▶ **Coordinate labeling data**:
--- BEGIN ---

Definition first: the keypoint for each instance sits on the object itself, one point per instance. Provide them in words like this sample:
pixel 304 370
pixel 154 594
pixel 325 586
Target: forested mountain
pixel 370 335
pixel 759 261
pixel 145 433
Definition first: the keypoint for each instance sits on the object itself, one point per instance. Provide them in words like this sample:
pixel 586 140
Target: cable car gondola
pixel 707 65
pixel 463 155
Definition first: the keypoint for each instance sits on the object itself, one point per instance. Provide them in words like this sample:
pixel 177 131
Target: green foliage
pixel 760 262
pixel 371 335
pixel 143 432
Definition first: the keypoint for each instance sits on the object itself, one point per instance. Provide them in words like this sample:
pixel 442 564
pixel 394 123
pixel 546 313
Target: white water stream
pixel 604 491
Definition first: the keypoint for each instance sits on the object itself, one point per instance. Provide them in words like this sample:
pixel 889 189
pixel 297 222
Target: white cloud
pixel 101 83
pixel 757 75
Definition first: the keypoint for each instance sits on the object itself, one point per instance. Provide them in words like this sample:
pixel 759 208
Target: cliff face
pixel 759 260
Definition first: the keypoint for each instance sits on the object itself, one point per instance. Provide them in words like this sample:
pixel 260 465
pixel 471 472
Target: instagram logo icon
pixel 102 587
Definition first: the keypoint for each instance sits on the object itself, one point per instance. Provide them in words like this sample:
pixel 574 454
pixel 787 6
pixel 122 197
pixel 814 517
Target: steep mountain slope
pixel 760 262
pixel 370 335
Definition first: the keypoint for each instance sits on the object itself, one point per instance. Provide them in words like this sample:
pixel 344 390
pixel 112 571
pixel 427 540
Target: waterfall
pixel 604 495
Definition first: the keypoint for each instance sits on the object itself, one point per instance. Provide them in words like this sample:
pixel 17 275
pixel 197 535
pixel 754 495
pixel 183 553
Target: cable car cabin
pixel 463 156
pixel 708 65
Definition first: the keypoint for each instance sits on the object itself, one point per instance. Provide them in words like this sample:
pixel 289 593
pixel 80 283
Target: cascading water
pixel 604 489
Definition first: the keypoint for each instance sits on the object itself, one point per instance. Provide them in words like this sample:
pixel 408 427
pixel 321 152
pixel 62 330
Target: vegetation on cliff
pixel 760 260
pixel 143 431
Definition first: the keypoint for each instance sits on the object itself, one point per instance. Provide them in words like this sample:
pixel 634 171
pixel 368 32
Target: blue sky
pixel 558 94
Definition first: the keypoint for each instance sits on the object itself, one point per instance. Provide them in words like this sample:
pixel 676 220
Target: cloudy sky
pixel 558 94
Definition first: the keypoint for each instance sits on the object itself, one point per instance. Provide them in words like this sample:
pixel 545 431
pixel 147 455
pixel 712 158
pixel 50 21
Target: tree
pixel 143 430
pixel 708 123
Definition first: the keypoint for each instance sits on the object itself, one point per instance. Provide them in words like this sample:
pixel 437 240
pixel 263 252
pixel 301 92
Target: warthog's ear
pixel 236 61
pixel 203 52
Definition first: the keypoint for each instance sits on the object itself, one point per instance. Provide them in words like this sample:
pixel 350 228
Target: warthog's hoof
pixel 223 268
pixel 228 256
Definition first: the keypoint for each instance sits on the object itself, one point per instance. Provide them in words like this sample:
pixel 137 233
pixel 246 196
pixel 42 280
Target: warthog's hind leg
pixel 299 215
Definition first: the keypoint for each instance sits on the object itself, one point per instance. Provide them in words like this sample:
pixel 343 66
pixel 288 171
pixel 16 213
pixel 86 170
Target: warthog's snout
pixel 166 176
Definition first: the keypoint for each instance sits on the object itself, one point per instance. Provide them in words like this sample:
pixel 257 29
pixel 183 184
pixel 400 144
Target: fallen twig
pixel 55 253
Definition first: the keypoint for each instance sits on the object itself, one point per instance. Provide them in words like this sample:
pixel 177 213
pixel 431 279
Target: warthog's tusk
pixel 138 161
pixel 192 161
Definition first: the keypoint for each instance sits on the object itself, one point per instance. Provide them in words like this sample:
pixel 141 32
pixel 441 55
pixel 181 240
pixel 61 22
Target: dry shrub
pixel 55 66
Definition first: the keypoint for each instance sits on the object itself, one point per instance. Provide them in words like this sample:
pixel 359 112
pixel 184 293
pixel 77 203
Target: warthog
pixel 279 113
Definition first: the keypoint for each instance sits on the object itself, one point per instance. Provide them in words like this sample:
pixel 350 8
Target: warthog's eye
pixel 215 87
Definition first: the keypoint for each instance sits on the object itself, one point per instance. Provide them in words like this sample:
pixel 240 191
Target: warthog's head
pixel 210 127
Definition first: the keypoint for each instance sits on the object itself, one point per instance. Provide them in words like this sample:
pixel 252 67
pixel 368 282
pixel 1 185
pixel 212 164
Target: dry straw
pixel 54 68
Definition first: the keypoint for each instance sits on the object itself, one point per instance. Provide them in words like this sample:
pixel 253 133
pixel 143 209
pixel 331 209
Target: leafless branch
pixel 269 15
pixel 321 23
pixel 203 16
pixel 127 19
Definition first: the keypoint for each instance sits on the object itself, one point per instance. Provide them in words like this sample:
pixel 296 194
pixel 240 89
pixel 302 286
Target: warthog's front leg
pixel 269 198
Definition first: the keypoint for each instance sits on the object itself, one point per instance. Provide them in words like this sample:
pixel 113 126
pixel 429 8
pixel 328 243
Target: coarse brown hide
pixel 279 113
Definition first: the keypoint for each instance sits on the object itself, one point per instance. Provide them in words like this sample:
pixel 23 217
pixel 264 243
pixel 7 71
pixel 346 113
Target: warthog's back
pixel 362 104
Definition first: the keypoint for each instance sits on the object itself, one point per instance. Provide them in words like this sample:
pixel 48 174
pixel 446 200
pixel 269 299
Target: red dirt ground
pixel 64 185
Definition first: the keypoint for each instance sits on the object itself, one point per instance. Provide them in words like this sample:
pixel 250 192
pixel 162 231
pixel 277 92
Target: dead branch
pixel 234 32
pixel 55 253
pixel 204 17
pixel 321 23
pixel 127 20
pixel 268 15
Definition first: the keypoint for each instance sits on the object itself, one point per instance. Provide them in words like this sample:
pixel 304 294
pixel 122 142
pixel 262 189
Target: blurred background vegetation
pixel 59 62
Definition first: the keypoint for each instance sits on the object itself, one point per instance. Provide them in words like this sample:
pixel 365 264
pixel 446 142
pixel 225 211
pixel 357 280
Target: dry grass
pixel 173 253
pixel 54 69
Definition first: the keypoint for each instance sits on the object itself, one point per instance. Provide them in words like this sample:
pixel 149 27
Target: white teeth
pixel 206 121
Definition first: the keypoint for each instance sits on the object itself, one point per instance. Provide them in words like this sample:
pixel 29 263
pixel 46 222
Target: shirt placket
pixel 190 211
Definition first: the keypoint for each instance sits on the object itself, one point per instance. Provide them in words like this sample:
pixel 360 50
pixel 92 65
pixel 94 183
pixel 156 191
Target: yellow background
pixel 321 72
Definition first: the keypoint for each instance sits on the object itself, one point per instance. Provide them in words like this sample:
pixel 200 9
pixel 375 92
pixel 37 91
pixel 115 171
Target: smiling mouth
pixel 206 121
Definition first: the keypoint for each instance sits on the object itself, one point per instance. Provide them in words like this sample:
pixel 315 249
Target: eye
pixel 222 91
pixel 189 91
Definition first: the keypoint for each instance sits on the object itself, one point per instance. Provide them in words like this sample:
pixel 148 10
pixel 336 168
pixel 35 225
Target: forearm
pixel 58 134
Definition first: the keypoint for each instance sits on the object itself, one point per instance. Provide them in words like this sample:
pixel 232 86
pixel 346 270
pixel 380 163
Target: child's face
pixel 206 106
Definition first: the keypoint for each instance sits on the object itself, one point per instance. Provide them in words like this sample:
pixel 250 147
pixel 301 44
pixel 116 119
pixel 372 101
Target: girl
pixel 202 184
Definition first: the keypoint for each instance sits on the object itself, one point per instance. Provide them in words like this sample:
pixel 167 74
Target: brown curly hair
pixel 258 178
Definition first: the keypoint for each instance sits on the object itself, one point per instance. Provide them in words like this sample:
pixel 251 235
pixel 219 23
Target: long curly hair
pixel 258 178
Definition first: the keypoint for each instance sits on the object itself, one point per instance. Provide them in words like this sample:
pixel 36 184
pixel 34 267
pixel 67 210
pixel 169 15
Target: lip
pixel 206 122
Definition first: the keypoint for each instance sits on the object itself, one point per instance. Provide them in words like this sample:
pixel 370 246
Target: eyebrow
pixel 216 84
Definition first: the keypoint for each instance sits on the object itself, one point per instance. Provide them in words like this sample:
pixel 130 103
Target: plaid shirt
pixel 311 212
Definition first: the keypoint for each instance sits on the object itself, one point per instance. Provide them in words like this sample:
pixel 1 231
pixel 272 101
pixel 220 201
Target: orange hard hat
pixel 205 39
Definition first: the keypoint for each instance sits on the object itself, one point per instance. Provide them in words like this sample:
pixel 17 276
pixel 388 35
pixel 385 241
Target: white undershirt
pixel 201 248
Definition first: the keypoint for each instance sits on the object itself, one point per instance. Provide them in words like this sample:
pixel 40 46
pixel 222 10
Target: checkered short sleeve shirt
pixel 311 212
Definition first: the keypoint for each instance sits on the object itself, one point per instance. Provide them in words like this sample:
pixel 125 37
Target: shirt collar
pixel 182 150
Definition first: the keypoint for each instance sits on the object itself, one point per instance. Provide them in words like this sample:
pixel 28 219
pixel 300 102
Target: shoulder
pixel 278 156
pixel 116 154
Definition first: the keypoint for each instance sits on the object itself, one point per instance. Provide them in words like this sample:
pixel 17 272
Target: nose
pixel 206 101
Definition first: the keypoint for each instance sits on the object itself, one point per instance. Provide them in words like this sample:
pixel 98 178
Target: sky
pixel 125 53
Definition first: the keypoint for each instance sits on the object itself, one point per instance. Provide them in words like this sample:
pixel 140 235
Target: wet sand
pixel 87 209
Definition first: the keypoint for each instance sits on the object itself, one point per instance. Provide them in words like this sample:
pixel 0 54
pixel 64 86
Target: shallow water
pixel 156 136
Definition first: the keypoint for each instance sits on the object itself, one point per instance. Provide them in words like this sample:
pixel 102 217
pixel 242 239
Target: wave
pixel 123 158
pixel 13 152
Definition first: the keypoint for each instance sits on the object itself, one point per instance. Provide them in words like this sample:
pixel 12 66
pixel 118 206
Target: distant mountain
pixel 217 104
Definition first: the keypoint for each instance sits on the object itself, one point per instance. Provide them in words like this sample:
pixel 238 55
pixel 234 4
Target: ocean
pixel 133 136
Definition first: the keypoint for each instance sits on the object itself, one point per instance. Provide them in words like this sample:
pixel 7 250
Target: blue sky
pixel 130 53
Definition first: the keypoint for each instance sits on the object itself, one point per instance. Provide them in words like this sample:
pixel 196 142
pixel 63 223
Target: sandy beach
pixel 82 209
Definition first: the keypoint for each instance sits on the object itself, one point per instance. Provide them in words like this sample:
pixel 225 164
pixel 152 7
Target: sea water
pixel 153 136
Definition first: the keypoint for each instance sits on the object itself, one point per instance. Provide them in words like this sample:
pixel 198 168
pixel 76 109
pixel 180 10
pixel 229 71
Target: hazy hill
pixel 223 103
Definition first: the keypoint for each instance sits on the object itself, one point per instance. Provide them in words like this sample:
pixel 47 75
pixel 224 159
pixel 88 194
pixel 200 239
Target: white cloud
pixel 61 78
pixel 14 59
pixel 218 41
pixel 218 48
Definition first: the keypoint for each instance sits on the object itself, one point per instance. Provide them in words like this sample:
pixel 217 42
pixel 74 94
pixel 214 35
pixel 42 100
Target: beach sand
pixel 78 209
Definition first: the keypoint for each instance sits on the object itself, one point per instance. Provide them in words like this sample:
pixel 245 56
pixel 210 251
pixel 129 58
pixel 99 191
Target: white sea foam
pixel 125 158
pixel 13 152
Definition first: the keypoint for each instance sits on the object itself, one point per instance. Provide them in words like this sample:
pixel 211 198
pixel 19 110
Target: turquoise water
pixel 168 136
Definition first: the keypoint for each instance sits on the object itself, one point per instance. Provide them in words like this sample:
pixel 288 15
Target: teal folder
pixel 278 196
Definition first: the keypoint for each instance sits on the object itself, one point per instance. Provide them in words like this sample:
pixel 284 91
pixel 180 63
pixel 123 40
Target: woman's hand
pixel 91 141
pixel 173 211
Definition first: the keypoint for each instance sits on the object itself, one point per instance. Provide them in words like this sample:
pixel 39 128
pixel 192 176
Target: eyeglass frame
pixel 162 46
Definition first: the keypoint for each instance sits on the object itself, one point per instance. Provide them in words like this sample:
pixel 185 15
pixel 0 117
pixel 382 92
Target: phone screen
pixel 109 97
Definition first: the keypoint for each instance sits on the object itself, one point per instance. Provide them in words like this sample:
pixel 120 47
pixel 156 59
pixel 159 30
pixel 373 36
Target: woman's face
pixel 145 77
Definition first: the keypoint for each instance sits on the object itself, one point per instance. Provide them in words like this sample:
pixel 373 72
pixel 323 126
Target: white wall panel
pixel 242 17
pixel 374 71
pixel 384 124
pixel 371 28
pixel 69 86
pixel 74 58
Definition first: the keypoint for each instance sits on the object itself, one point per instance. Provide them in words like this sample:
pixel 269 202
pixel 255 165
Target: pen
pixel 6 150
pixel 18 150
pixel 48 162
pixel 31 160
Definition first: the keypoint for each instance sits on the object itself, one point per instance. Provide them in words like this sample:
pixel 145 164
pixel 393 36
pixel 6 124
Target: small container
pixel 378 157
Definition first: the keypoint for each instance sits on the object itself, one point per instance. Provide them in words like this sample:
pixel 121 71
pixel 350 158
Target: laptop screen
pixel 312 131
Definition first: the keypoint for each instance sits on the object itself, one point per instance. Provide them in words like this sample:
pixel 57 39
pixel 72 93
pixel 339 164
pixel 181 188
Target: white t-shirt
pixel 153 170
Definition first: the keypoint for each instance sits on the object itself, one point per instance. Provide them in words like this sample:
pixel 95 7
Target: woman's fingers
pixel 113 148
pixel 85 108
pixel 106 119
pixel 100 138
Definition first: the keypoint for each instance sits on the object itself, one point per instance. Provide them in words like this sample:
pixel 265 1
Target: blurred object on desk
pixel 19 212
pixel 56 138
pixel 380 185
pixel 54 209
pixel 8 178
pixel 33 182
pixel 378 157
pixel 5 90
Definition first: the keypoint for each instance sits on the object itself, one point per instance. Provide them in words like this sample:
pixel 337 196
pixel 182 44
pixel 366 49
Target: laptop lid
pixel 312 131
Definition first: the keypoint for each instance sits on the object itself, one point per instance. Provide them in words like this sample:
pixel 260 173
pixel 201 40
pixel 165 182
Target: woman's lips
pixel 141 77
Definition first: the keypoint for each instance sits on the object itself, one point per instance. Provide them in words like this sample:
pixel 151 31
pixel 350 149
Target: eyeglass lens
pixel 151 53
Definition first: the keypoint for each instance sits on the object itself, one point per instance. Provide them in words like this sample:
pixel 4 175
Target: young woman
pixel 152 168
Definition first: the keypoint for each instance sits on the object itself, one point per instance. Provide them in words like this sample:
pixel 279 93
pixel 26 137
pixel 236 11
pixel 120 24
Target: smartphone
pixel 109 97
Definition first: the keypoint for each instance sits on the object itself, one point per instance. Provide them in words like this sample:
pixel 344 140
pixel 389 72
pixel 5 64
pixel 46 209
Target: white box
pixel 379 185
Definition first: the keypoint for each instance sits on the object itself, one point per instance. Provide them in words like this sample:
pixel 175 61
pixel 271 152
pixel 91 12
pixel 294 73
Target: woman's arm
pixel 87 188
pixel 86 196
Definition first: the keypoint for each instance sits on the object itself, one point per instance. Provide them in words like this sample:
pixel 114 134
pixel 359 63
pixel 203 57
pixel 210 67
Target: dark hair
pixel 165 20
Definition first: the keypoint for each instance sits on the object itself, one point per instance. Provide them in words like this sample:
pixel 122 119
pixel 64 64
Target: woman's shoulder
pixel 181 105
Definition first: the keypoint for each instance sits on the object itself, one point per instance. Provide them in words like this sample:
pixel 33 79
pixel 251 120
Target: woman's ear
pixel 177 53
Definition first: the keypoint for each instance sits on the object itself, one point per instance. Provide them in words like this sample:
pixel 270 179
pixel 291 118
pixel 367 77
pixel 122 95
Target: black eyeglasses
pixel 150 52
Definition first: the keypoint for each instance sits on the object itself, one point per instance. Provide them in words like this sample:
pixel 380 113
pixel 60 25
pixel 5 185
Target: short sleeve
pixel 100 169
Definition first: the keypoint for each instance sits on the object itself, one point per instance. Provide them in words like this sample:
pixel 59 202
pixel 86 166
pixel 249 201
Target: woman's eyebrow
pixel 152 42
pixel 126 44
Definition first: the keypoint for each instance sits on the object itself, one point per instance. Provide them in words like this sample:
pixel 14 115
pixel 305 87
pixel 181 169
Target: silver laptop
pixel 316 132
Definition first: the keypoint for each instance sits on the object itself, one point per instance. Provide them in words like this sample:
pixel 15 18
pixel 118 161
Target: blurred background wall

--- END ---

▶ **What you have to do**:
Please copy the items word for word, starting at the very first line and ending at the line containing "pixel 145 433", with that line included.

▶ **Final result**:
Definition first: the keypoint for each instance sits on the object itself, one point per instance. Provide them in words like this sample:
pixel 304 370
pixel 154 594
pixel 325 586
Target: forested mountain
pixel 370 335
pixel 759 261
pixel 145 433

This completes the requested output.